#### Document section:
-=-=-

I should add that the motivating use case for JEP-222 is Jenkins running behind a reverse proxy (such as Kubernetes ingress), in which case TLS is typically terminated at the proxy. If the problem involves some sort of incompatibility between the TLS implementation in Tyrus (or whatever library it is using for that) on the client side vs. the TLS implementation in Jetty running on Java 11 on the server side, then it would presumably not affect this environment.
I've tried setting up a node with the websocket option and got the handshake error specified here. Both the node and the Jenkins host are using openJDK 11. The Jenkins host is behind Apache using mod_proxy. Apache is terminating the TLS connection. Switching off the websocket option and opening the JNLP port allows my node to connect to the host.
jpschewe - I haven't isolated the smallest reproducible case.
- https://github.com/fred-vogt/jenkins-websockets-tester - [no authentication] + [TLS] - no hang
- https://github.com/cicdenv/cicdenv/tree/master/jenkins - [Github OAuth] + [TLS] - hangs
You encountering this issue is at least another data point.

-=-=-

#### Supplied entries:
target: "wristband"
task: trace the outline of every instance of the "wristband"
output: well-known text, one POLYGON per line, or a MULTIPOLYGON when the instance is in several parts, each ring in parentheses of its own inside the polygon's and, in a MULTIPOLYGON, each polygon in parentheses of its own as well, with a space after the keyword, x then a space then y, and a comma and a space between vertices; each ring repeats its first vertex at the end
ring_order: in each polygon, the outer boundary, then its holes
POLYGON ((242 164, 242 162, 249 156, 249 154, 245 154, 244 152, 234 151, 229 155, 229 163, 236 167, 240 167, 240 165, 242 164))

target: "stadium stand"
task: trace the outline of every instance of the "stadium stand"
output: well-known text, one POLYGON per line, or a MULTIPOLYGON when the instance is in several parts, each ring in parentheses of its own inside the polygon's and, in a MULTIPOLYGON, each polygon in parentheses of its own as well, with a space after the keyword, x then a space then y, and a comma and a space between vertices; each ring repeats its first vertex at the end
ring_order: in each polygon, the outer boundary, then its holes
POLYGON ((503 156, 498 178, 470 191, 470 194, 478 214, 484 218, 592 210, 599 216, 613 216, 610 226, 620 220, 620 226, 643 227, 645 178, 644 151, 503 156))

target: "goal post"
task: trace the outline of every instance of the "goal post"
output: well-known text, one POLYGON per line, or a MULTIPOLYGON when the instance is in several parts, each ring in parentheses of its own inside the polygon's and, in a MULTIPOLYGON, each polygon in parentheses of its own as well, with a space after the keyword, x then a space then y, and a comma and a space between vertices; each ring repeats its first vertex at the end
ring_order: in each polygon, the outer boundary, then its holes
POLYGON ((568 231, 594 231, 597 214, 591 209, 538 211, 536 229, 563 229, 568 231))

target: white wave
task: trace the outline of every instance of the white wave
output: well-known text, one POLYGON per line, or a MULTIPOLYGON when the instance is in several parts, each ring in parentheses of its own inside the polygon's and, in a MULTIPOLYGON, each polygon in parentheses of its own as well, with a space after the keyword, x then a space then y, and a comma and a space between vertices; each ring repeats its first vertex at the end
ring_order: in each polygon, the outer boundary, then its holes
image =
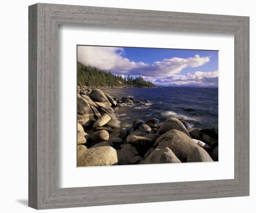
POLYGON ((161 113, 161 114, 163 116, 166 117, 173 116, 175 117, 178 119, 184 119, 184 120, 194 120, 194 121, 196 121, 196 120, 197 120, 195 118, 187 116, 182 114, 177 114, 177 113, 173 111, 163 112, 162 113, 161 113))

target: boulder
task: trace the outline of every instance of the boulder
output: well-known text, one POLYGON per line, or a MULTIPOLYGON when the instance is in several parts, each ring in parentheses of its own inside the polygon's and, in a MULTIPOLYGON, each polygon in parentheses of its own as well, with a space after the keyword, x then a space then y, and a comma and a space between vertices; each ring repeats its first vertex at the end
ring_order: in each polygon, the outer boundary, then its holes
POLYGON ((87 140, 85 136, 87 134, 83 131, 77 131, 77 144, 85 144, 87 140))
POLYGON ((120 127, 121 124, 121 122, 119 120, 113 118, 108 123, 108 126, 113 128, 118 128, 120 127))
POLYGON ((103 103, 101 103, 100 102, 95 102, 95 103, 98 107, 104 108, 109 113, 114 113, 115 112, 114 110, 113 109, 112 107, 107 106, 103 103))
POLYGON ((100 118, 98 119, 94 123, 93 127, 96 128, 102 126, 107 124, 111 119, 111 118, 108 114, 104 114, 100 118))
POLYGON ((90 93, 90 96, 94 101, 103 103, 108 106, 111 106, 111 104, 105 96, 104 93, 100 89, 93 89, 90 93))
POLYGON ((100 143, 98 143, 94 146, 92 146, 90 147, 90 148, 91 149, 92 148, 95 148, 96 147, 105 146, 113 147, 114 146, 114 144, 108 141, 102 141, 102 142, 100 142, 100 143))
POLYGON ((164 134, 171 129, 176 129, 180 131, 188 136, 190 137, 190 135, 184 125, 180 120, 174 117, 171 117, 165 120, 157 131, 157 133, 160 134, 164 134))
POLYGON ((84 128, 79 123, 77 123, 77 131, 84 131, 84 128))
POLYGON ((146 132, 148 133, 151 130, 151 128, 147 124, 142 124, 139 126, 139 129, 141 132, 146 132))
POLYGON ((118 157, 120 165, 138 164, 143 159, 136 147, 130 144, 126 144, 120 150, 118 157))
POLYGON ((211 162, 213 161, 207 152, 197 146, 192 149, 189 155, 187 162, 211 162))
POLYGON ((138 136, 142 136, 147 134, 145 132, 141 132, 139 130, 135 130, 129 134, 126 138, 126 141, 128 142, 131 141, 132 136, 133 135, 136 135, 138 136))
POLYGON ((201 141, 200 140, 197 140, 196 139, 192 139, 192 140, 195 142, 196 144, 199 145, 200 146, 203 148, 204 149, 211 149, 211 146, 210 145, 204 143, 204 142, 201 141))
POLYGON ((131 144, 150 146, 152 146, 154 144, 154 142, 151 138, 147 138, 137 135, 132 135, 129 139, 129 141, 127 141, 127 142, 131 144))
POLYGON ((157 148, 169 147, 182 163, 187 159, 191 150, 198 146, 192 139, 184 133, 171 129, 160 136, 154 144, 157 148))
POLYGON ((106 130, 94 132, 93 135, 93 140, 96 143, 108 141, 109 138, 109 134, 106 130))
POLYGON ((159 120, 156 118, 152 118, 146 121, 145 124, 148 125, 151 128, 155 128, 155 125, 159 123, 159 120))
POLYGON ((78 154, 78 166, 110 166, 118 161, 116 151, 109 146, 91 148, 78 154))
POLYGON ((77 97, 77 112, 84 118, 94 120, 94 112, 90 107, 87 101, 81 96, 77 97))
POLYGON ((143 136, 143 137, 145 137, 147 138, 150 138, 153 140, 154 142, 155 141, 155 140, 160 137, 160 135, 158 134, 158 133, 155 133, 153 134, 147 134, 143 136))
POLYGON ((218 133, 217 128, 202 129, 199 132, 199 135, 202 139, 202 140, 211 146, 218 144, 218 133))
POLYGON ((125 140, 126 137, 129 134, 129 132, 125 128, 121 128, 119 131, 120 137, 123 140, 125 140))
POLYGON ((109 95, 106 93, 105 93, 105 95, 108 101, 111 104, 112 106, 117 106, 117 103, 112 96, 111 96, 111 95, 109 95))
POLYGON ((121 144, 123 142, 123 140, 121 138, 115 137, 110 138, 108 141, 114 144, 121 144))
POLYGON ((219 160, 219 146, 216 146, 212 151, 211 153, 211 157, 212 160, 215 161, 219 160))
POLYGON ((168 147, 162 149, 155 149, 141 162, 141 164, 174 163, 181 163, 181 162, 168 147))
POLYGON ((134 120, 133 122, 133 128, 134 130, 136 130, 141 124, 145 123, 145 122, 142 120, 140 119, 136 119, 134 120))
POLYGON ((90 106, 90 107, 91 107, 91 109, 92 109, 92 110, 94 112, 95 117, 96 117, 97 118, 100 118, 101 117, 101 115, 99 112, 99 111, 98 111, 98 110, 96 109, 96 107, 91 105, 90 106))

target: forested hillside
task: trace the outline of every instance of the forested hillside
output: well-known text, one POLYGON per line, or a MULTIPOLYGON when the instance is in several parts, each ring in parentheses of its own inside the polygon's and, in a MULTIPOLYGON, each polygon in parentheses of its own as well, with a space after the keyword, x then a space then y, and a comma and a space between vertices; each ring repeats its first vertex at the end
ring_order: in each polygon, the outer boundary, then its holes
POLYGON ((123 78, 110 72, 107 72, 90 66, 77 62, 78 83, 88 87, 154 87, 155 85, 143 80, 141 76, 134 78, 129 75, 123 78))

-=-=-

#### Exercise tasks:
1. Rewrite the passage of the Jenkins WebSocket thread that begins at the words "I should add" and stops after "affect this environment.", putting "load balancer" in place of "reverse proxy".
2. In the Jenkins WebSocket thread, what does the Jenkins host sit behind?
3. Continue the Jenkins WebSocket thread after its last sentence.
The material is separate from the Jenkins WebSocket thread.

#### Outputs by task:
1.
I should add that the motivating use case for JEP-222 is Jenkins running behind a load balancer (such as Kubernetes ingress), in which case TLS is typically terminated at the proxy. If the problem involves some sort of incompatibility between the TLS implementation in Tyrus (or whatever library it is using for that) on the client side vs. the TLS implementation in Jetty running on Java 11 on the server side, then it would presumably not affect this environment.

2. Apache using mod_proxy.

3.
I'm starting my node on Linux with the following command inside a shell script. The shell script is launched as an unprivileged user from systemd.
nohup java -jar agent.jar -jnlpUrl https://${jenkins_host}/computer/${jenkins_node_name}/slave-agent.jnlp -secret ${jenkins_node_secret} -workDir "${HOME}" > "${HOME}"/jenkins-node.log 2>&1
I have the same error when I enable the websocket option for a node that is running on Windows 10 with Oracle Java 1.8.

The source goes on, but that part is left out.